» **Your instructions**
Pick out each line in the records below that contains the word "distant" and copy it. Letter case counts.

Excerpts of pointing data
::::

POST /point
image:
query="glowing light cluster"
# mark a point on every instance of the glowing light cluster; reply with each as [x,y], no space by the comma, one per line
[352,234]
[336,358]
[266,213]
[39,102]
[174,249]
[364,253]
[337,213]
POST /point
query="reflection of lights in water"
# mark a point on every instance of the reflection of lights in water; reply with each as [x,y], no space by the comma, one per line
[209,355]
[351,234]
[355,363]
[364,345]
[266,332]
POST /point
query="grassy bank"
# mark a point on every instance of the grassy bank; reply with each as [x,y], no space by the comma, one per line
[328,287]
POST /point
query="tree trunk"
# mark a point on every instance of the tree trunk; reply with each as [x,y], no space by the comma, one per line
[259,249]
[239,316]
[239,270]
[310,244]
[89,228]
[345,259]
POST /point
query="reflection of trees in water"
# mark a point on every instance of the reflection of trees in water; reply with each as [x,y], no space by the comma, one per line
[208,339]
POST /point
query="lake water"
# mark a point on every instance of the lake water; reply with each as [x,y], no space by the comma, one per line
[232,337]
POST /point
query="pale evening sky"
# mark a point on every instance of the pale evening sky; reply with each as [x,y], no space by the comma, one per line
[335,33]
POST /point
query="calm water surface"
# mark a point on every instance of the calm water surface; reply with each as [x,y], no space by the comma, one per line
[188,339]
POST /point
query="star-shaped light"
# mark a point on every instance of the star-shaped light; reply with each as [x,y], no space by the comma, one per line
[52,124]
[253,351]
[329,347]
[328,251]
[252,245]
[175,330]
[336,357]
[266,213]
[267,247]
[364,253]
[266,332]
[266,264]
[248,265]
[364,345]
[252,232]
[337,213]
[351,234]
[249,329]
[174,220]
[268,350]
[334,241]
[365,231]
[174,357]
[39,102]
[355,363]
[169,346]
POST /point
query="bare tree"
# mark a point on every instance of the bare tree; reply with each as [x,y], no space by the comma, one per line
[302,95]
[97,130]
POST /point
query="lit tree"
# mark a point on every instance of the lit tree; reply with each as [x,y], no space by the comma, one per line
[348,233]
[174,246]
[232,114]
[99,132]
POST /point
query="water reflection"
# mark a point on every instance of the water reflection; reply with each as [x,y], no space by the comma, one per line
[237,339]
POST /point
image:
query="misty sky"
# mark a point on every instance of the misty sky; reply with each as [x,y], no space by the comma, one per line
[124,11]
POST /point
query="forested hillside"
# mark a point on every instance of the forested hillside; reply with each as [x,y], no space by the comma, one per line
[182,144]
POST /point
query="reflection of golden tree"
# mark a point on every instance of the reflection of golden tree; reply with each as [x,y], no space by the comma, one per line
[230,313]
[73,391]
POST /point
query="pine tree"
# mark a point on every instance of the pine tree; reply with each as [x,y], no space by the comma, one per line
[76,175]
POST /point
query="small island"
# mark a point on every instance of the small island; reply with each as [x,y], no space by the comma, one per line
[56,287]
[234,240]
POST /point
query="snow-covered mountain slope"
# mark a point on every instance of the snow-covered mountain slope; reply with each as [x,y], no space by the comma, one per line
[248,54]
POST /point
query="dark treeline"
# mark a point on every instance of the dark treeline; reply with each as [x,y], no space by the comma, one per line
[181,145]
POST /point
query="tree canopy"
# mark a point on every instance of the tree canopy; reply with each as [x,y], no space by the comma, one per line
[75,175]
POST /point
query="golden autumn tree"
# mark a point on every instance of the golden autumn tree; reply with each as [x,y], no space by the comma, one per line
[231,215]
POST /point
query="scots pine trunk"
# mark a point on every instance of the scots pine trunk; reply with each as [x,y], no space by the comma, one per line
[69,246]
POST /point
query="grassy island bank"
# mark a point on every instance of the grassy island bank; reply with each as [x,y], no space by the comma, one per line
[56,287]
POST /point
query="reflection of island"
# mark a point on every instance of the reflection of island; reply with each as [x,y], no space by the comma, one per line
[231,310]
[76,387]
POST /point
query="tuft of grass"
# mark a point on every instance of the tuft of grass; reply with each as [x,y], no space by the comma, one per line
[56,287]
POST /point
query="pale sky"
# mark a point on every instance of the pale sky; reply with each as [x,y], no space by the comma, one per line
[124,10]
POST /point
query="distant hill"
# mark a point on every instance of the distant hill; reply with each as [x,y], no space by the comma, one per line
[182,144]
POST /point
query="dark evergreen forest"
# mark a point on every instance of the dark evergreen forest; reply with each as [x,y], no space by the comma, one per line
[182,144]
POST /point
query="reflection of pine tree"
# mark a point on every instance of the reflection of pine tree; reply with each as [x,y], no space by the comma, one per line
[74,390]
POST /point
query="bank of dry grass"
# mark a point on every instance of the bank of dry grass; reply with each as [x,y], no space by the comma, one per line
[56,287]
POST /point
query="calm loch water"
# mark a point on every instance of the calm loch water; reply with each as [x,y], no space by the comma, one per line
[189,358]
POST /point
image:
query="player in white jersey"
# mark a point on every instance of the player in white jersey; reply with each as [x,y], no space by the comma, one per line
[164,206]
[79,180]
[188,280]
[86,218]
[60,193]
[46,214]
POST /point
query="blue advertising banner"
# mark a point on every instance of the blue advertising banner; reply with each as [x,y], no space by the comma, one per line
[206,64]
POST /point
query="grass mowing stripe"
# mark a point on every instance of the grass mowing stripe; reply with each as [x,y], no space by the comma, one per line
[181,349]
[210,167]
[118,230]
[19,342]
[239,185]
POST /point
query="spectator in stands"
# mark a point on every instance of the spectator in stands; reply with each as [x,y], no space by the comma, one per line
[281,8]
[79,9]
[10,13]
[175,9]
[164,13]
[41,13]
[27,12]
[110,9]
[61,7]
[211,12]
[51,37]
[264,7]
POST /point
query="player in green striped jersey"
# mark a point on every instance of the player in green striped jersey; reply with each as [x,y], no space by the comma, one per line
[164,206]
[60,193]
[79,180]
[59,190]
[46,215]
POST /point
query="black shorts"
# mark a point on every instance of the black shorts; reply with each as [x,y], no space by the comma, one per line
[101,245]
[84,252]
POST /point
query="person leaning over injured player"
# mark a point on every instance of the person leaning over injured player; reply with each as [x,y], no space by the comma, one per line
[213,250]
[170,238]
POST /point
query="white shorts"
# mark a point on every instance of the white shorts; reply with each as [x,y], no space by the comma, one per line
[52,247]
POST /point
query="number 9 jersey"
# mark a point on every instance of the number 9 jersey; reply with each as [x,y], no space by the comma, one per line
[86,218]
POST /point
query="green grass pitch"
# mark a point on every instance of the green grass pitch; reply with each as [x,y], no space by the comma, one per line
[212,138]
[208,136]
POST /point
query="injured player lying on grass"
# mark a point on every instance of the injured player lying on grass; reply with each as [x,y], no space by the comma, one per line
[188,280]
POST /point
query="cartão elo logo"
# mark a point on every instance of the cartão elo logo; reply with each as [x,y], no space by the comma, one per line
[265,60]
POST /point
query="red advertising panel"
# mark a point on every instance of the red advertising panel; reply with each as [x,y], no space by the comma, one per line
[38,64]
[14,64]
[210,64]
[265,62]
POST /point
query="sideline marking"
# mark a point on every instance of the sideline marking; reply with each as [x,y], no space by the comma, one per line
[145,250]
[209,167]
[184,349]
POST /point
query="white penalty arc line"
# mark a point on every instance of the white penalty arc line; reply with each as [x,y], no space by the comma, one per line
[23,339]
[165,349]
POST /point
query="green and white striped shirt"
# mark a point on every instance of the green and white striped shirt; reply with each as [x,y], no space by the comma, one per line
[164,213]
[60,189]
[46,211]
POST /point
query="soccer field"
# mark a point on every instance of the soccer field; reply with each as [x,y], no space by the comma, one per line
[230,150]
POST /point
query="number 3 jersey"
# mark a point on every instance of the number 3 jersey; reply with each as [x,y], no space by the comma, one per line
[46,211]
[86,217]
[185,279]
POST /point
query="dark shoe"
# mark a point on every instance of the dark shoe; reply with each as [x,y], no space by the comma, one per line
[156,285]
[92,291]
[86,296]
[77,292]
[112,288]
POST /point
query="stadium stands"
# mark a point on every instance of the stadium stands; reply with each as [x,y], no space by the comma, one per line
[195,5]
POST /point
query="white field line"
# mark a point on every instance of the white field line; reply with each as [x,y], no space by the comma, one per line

::::

» **Task answer**
query="distant hill"
# mark a point on every instance of the distant hill; reply with each as [x,y], no space by the comma, one per line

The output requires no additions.